--- START ---

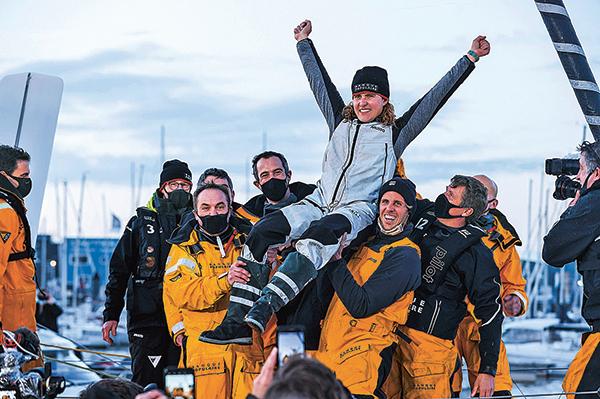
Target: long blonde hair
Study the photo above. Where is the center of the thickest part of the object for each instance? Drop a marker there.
(386, 117)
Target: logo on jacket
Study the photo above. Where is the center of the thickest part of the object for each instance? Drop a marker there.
(5, 235)
(150, 261)
(154, 360)
(437, 263)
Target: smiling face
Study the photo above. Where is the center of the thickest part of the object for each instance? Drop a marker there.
(368, 106)
(392, 210)
(22, 170)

--- END ---

• [What to do] Switch "smiling face" to "grinning face" and give the lines again, starting with the line with "Target: logo on jacket" and going on through the end of the entries, with everything else unchanged.

• [The response]
Target: logo on jacket
Study the photo above. Where is the center of the thickest part of the object for each instance? Drop a marker there.
(5, 235)
(150, 261)
(154, 360)
(437, 263)
Target: grinning face
Study the photo above. Where is the center of the thickest part of the object for each instance? Drop a marker there.
(368, 106)
(392, 210)
(22, 170)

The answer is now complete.